Task description.
Render the lines of the records from the one containing "as (574, 393)." through the end of the records, both included, as a JSON list of strings. Give one string per line and omit any blank lines.

Data supplied.
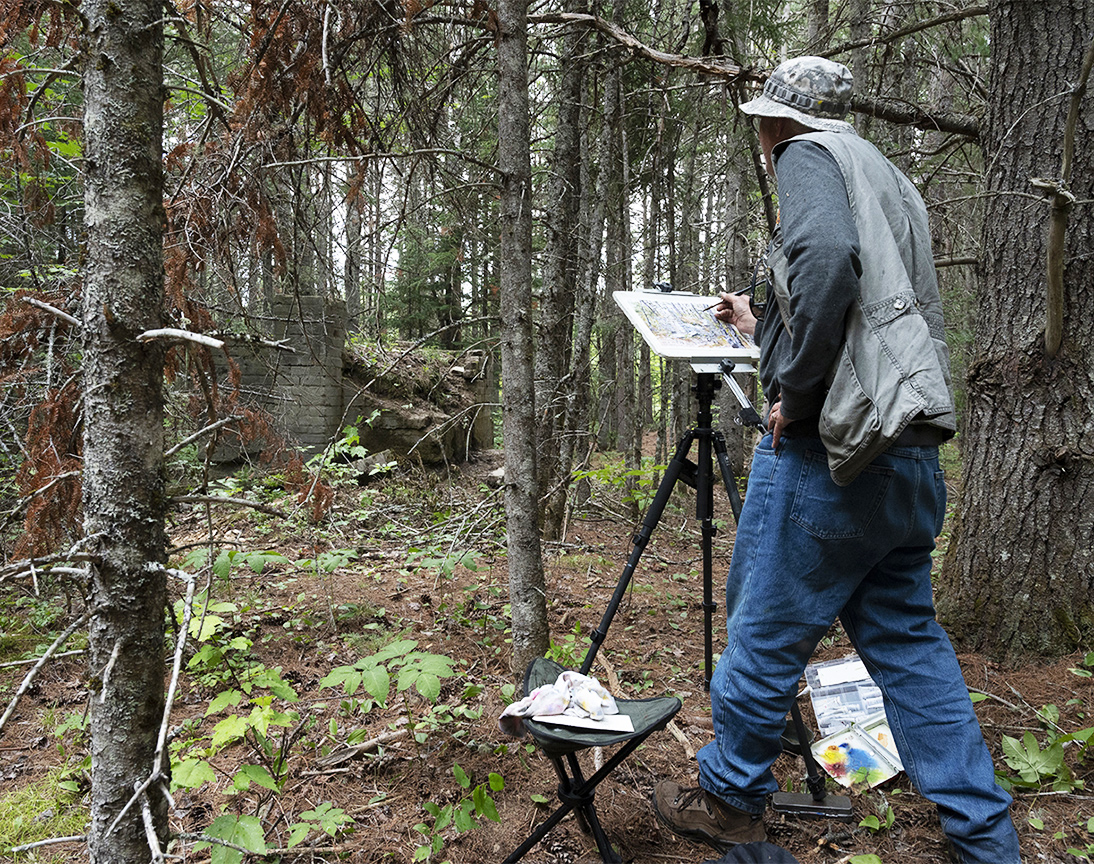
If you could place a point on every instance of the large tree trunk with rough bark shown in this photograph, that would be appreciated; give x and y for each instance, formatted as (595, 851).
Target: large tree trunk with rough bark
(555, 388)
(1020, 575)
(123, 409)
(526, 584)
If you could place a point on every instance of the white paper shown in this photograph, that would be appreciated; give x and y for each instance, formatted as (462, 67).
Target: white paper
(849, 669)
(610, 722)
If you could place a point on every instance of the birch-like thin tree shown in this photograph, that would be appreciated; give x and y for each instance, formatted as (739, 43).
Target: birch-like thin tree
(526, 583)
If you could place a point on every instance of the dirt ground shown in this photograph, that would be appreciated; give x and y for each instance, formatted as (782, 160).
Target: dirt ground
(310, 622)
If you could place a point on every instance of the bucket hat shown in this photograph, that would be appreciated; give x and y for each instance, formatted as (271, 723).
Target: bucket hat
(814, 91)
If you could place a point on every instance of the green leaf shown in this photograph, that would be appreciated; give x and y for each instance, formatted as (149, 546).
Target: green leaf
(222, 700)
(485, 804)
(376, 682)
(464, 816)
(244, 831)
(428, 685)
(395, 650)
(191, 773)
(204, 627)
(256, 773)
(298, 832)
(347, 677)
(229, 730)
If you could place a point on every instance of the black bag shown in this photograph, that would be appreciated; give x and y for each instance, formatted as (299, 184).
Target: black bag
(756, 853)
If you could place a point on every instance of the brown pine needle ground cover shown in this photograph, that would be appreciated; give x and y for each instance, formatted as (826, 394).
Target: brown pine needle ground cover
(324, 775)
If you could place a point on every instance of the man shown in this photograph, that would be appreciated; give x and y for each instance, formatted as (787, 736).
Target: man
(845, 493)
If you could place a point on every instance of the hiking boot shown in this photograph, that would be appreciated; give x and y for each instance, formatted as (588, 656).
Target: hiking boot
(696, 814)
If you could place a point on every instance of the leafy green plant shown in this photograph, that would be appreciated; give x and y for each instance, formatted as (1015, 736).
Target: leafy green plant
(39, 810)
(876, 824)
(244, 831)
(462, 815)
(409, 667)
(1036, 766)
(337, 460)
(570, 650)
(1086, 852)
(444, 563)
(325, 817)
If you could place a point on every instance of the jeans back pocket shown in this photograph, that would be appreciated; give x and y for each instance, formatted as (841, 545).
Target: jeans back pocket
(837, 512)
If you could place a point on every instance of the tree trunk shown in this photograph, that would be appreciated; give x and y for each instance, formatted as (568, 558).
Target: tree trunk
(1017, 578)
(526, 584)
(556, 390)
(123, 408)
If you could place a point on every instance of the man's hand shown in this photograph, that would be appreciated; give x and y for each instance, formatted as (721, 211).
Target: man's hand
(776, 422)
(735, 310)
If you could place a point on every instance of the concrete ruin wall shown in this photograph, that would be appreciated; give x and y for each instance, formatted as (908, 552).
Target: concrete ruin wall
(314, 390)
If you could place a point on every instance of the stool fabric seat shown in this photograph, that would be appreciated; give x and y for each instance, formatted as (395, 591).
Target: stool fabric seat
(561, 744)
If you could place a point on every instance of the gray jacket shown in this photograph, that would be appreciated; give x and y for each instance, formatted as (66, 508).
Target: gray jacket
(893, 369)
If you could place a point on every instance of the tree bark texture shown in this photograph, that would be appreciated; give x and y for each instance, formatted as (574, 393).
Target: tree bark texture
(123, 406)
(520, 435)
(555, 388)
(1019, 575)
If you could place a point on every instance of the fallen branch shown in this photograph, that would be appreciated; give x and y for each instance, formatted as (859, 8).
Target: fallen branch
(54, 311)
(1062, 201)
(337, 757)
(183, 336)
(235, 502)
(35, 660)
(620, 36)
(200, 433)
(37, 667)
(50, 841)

Result of the exercise.
[
  "If you could place a point on every instance of the tree bark texture shown in this photograph, that would be appreciated; give x and y for each instance, formatted as (574, 393).",
  "Target: tree bark texture",
  "(123, 406)",
  "(520, 435)",
  "(555, 388)",
  "(1019, 575)",
  "If you could place a point on every instance of the fallen branch shown in this photograph, that would be appreciated; give x and y for each instance, formatted as (859, 8).",
  "Target: fallen branch",
  "(54, 311)",
  "(1062, 201)",
  "(337, 757)",
  "(183, 336)",
  "(235, 502)",
  "(35, 660)",
  "(620, 36)",
  "(200, 433)",
  "(37, 667)",
  "(50, 841)"
]